From the text below on Sweden's country-by-country reporting proposal, list every circumstance under which a unit other than the parent entity can be obligated to submit the CbC reports.

EXTRACTED TEXT >>
* BEGIN *
Global Tax Alert (News from Transfer Pricing) | 12 May 2016
Sweden proposes implementation of OECD standard for transfer pricing documentation and automatic exchange of CbC reports
In late 2015, the Swedish Tax Agency (STA) was given a mandate by the Swedish Ministry of Finance to investigate and propose changes to the domestic tax legislation on how to implement the G20/Organisation for Economic Co-operation and Development’s (OECD’s) Base Erosion and Profit Shifting (BEPS) Action 13 Transfer Pricing Documentation and Country-by-Country (CbC) Reporting including the information exchange of the CbC reports with other countries. The STA submitted its proposal to the Swedish Ministry of Finance on 29 April 2016, and the suggested changes are proposed to come into effect on 1 January 2017.
The proposed legislation contains an obligation for all parent entities of Swedish multinational groups with at least SEK7 billion (approx. US$861 million) in group revenues during the preceding fiscal year to submit the CbC report to the STA within 12 months after the end of the reporting year. In addition to the parent entity, there are three categories of “units” that can be obligated to submit the CbC reports: (i) if the parent entity is not obligated to submit the CbC reports in its country of residence; (ii) if the country of residence does not have a valid agreement with Sweden regarding the automatic exchange of CbC reports; or (iii) the STA has deemed the country of residence as having a “systemic failure.” These units can be entities which are included in the multinational group’s consolidated accounts (or which would be, should that entity’s shares be subject to trade on a regulated market), an entity that is not included in the group’s consolidated accounts due to its small size or significance, or a permanent establishment (PE) to those previously mentioned entities provided that the PE has accounts.
Regarding the exchange of information, Sweden will share the CbC reports with a country if one unit of the group is resident in that other country, or if a unit is taxed there due to the presence of a PE. The information will be shared through the automatic information exchange within 15 months after the end of the reporting year.
The STA proposes that there should be no new or special sanctions introduced if a parent entity or a unit does not comply with the new CbC reporting legislation, and proposes the usage of existing enforcement rules where the STA can request the submission of documents, but such a request, together with a fine, must be approved by the administrative court before payment liability arises.
* END *
RECORDED INFORMATION >>
* BEGIN *
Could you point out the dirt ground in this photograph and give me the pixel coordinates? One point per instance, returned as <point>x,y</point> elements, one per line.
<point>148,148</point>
* END *
ANSWER TO THIS TASK >>
- The parent entity is not obligated to submit the CbC reports in its country of residence.
- The country of residence does not have a valid agreement with Sweden regarding the automatic exchange of CbC reports.
- The STA has deemed the country of residence as having a "systemic failure."